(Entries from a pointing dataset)
------------------------------

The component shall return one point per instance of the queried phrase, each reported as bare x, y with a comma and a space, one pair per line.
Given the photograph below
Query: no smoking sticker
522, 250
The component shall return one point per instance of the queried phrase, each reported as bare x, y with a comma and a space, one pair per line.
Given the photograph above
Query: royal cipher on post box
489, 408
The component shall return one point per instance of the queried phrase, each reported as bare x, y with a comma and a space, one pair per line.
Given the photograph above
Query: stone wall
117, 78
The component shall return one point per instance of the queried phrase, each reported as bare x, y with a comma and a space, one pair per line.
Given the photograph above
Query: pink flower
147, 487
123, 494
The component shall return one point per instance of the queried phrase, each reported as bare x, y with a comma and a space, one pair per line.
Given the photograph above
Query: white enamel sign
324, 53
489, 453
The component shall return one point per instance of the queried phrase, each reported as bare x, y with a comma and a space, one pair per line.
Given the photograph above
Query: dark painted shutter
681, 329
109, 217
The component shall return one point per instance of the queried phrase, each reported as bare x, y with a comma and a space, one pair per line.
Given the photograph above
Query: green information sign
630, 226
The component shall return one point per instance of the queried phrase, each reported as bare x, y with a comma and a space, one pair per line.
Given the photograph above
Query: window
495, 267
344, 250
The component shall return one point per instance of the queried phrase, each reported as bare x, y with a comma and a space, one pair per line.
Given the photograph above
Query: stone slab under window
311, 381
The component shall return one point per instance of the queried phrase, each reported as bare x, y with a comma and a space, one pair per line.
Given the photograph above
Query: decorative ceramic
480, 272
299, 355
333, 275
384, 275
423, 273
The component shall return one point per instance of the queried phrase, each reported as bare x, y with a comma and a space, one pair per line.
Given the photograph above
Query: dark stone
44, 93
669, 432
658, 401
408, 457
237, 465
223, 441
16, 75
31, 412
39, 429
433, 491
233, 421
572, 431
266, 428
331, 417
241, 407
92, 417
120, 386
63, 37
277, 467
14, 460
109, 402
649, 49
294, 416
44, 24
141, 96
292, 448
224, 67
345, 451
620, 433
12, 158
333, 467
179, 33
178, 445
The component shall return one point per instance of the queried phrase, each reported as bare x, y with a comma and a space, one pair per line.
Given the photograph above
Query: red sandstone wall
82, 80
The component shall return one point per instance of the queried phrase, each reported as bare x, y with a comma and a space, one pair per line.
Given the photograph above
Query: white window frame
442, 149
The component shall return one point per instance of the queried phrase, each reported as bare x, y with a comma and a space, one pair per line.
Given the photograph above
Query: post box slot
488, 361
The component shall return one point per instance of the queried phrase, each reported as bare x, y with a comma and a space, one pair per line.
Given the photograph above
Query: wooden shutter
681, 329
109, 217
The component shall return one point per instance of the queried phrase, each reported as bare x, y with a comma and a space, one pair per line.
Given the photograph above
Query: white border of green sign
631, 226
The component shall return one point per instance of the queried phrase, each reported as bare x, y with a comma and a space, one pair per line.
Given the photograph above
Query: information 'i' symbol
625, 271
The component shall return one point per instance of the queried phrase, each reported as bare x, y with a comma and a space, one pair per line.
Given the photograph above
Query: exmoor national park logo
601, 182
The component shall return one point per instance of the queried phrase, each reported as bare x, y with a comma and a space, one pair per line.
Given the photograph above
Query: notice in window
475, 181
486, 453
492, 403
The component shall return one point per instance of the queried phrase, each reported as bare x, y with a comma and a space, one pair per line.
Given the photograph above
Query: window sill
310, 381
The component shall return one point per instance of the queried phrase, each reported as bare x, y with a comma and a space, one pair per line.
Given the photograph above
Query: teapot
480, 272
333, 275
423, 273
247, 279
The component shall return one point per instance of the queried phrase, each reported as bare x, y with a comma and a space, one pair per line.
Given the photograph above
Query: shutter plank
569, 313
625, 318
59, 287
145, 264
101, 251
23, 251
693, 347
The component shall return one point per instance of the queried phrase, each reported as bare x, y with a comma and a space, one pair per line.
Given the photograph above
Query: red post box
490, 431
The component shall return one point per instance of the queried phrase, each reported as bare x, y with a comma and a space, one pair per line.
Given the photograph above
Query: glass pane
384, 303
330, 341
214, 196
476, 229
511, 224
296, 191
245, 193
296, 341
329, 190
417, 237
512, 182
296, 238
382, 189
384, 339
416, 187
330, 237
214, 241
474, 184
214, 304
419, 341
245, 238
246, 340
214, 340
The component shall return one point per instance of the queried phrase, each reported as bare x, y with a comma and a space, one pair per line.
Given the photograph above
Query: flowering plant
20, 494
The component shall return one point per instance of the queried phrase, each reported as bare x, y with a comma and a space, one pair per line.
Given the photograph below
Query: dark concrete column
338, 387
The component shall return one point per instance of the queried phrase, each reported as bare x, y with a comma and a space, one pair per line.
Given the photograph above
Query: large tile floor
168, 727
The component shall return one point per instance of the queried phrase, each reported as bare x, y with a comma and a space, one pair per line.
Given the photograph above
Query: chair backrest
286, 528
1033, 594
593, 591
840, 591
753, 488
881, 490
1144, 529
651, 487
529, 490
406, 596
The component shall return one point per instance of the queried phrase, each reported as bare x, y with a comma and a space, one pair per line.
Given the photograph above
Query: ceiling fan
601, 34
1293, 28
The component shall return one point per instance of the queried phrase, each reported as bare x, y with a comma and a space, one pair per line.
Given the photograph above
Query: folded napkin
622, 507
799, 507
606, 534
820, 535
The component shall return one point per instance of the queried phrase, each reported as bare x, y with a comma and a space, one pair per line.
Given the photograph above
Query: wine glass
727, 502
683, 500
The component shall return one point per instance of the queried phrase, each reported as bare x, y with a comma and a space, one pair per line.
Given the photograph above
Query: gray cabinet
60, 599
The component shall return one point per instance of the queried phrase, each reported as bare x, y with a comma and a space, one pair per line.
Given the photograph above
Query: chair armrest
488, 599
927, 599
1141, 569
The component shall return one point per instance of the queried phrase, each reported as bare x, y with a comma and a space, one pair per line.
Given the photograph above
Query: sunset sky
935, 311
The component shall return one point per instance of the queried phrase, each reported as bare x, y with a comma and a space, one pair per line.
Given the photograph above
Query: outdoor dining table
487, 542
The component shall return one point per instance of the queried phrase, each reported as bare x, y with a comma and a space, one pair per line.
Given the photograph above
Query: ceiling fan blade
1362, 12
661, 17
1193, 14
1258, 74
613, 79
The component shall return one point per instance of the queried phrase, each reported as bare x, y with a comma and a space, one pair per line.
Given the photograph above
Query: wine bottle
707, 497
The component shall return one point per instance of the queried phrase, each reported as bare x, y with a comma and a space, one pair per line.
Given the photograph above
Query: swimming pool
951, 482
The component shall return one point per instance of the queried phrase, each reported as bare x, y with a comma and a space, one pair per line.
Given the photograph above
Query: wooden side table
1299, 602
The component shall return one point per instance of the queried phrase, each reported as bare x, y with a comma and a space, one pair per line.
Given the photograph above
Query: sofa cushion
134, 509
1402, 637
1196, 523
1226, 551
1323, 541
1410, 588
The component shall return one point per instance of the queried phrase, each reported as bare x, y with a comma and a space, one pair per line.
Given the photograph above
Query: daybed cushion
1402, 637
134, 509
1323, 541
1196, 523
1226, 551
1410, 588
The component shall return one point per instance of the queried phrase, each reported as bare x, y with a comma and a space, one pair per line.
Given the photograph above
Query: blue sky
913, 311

------------------------------

▶ [Description of the task] Please set down the whole listing above without altering a single line.

▶ [Written answer]
The component shall return one point per instance of the queried phrase, each reported as bare x, y with a comma and a space, one pair per line.
Given the photograph below
Query: no smoking sticker
522, 250
The component shall return one point per instance of the queried phrase, each reported as bare x, y with a comma and a space, one pair per line.
Given the photograph above
Query: royal cipher on post box
489, 408
The component shall return one point per instance of the queried phrase, each reported as bare x, y with a comma and a space, one pair per line.
Given the photograph above
Query: stone wall
117, 78
The component shall return one point per instance of the queried phrase, each reported as bare x, y with a comma and a space, one pair per line.
Given the photograph above
Query: pink flower
147, 487
123, 494
The component shall return one point per instance of the queried phrase, each reported as bare x, y with a comma and a space, one pair per line.
Given the photograph above
Query: white enamel sign
324, 53
489, 453
The component shall return one point per instance of the queried phrase, each reported as bare x, y with a comma and a space, one pair per line.
Given the photograph above
Query: dark painted shutter
681, 329
109, 217
The component shall return one point per instance of the queried phrase, each reported as bare x, y with a comma and a space, one pair per line.
Given the photograph above
Query: green information sign
630, 226
The component shall return one point per instance of the queried phrase, each reported as bare x, y with a comma and a space, one pair per line.
Given the photograph above
Query: window
495, 267
344, 250
The component shall return one point per instance of the queried phrase, each reported as bare x, y with a comma and a space, one pair per line.
Given the photograph above
Query: stone slab under window
311, 381
The component shall return one point per instance of the queried phrase, each reported as bare x, y with a comma and a space, one pair per line.
Given the photograph above
Query: decorative ceramic
480, 272
299, 355
333, 275
384, 275
423, 273
The component shall return one point per instance of the queried phrase, each reported as bare x, y with a comma and a space, one pair per line.
Given the photograph above
Query: dark stone
44, 93
669, 432
658, 401
408, 457
237, 465
223, 441
16, 75
31, 412
39, 429
433, 491
233, 421
572, 431
266, 428
331, 417
241, 407
92, 417
120, 386
63, 37
277, 467
14, 460
109, 402
649, 49
294, 416
44, 24
141, 96
292, 448
224, 67
345, 451
620, 433
12, 158
333, 467
179, 33
178, 445
The component shall return one point per instance of the queried phrase, each reported as bare x, y with a comma and a space, one pair per line.
Given the photograph above
Query: red sandstone wall
82, 80
The component shall return one point per instance of the queried phrase, each reported as bare x, y with a comma and a space, one pair per line.
Given the photograph above
Query: white window frame
442, 149
The component shall return one point per instance of the queried phrase, each reported as bare x, y with a comma and a space, one pair per line.
Given the photograph above
Query: post box slot
488, 361
The component shall return one point per instance of the queried phrase, each reported as bare x, y with a comma and a space, one pair per line.
Given the photograph above
Query: wooden shutter
681, 329
109, 217
The component shall return one point per instance of the queried phrase, each reported as bare x, y with a comma and a space, one pair per line.
Given the photograph above
Query: white border of green sign
631, 226
The component shall return one point per instance of the queried phrase, each reported as bare x, y with a comma and a space, one pair per line.
Given the photograph above
Query: information 'i' symbol
625, 271
The component shall return one point per instance of the queried phrase, each reported as bare x, y with a comma and a space, one pair per line.
Given the photograph above
Query: exmoor national park logo
601, 182
The component shall return one point per instance of the queried phrase, each reported as bare x, y with a comma and a space, one pair per line.
Given the photograph above
Query: notice in window
475, 181
486, 453
492, 403
The component shall return one point per instance of the queried phrase, each reported as bare x, y with a comma and a space, one pair per line.
Given the photograph above
Query: window sill
310, 381
The component shall return one point per instance of the queried phrase, each reported as bare x, y with a comma and a space, one pair per line.
Given the photograph above
Query: teapot
480, 272
333, 275
423, 273
247, 279
The component shall return one point per instance of the queried phrase, each reported as bare x, y with a comma and a space, one pair per line.
Given the photograph above
Query: shutter plank
569, 313
625, 318
59, 287
145, 264
101, 251
23, 251
693, 347
The component shall return one point per instance of the queried phrase, each reported as bare x, y with a comma and a space, one pair per line.
Given the photograph above
Query: red post box
490, 431
The component shall return one point per instance of the queried phrase, each reported as bare x, y with a comma and a space, one pair per line.
Given the photograph above
Query: glass pane
384, 303
330, 341
214, 196
476, 229
511, 224
296, 191
245, 193
296, 341
329, 190
417, 237
512, 182
296, 238
382, 189
384, 339
416, 187
330, 237
214, 241
474, 184
214, 304
419, 341
245, 238
246, 340
214, 340
The component shall return one point per instance of the queried phrase, each reported as bare x, y with a comma and a space, one pair per line.
Given the photograph above
Query: flowering plant
20, 494
The component shall return one point per instance of the queried phrase, each reported as bare x, y with a comma and a space, one pair per line.
Given the photograph below
Query: dark concrete column
338, 387
The component shall return one point per instance of the queried phrase, each reported as bare x, y with a comma and a space, one pair per line.
Given the photograph above
Query: large tile floor
168, 727
The component shall return one point per instance of the queried phrase, each reported as bare x, y with a comma and a space, one pair per line.
Given the photograph above
Query: chair backrest
286, 528
1033, 594
593, 591
840, 591
753, 488
881, 490
1144, 529
651, 487
529, 490
406, 596
The component shall return one point per instance of the queried phrase, each reported as bare x, y with a comma and a space, one pair per line.
Given the photograph above
Query: ceiling fan
601, 34
1293, 28
The component shall return one point per instance of the queried phrase, each reported as bare x, y with a comma and a space, one pair per line.
Given the photograph above
Query: folded napkin
622, 507
799, 507
606, 534
820, 535
The component shall return one point per instance of the queried phrase, each reported as bare x, y with a comma and a space, one pair per line.
Given the photograph above
Query: wine glass
727, 502
683, 500
The component shall return one point per instance of the queried phrase, each reported as bare x, y with a comma and a space, one pair per line.
Given the photograph above
Query: gray cabinet
60, 599
The component shall return one point per instance of the queried phrase, each reported as bare x, y with a comma and a space, one pair per line.
Given the photograph above
Query: chair armrest
488, 599
927, 599
1141, 569
The component shall return one point per instance of the queried phrase, each reported as bare x, y with a comma and a space, one pair per line.
Given the photograph above
Query: sunset sky
935, 311
The component shall return one point per instance of the queried phrase, each reported as bare x, y with a comma and a space, one pair per line.
Given the photograph above
Query: outdoor dining table
487, 542
The component shall return one point per instance of the queried phrase, each reported as bare x, y with a comma and a space, one pair per line.
Given the photograph above
Query: ceiling fan blade
1362, 12
661, 17
1193, 14
1258, 74
613, 79
The component shall return one point per instance of the queried phrase, each reported as bare x, y with a comma and a space, one pair per line.
Given the photograph above
Query: wine bottle
707, 497
The component shall return one point per instance of the queried phrase, each reported as bare x, y with a comma and a space, one pair per line.
Given the photograph above
Query: swimming pool
951, 482
The component shall return one point per instance of the queried phrase, each reported as bare x, y with a comma and a space, one pair per line.
Given the photograph above
Query: wooden side table
1299, 602
The component shall return one point per instance of the queried phrase, each reported as bare x, y with a comma and a space, one pair per line.
Given the photograph above
Query: sofa cushion
134, 509
1402, 637
1196, 523
1226, 551
1323, 541
1410, 588
The component shall return one point per instance of the queried phrase, each reported as bare x, y with a comma and a space, one pair per line.
Given the photograph above
Query: daybed cushion
1402, 637
134, 509
1323, 541
1196, 523
1226, 551
1410, 588
The component shall return one point per instance of the queried phrase, each reported as bare x, y with a comma and a space, one pair per line.
Given the photograph above
Query: blue sky
913, 311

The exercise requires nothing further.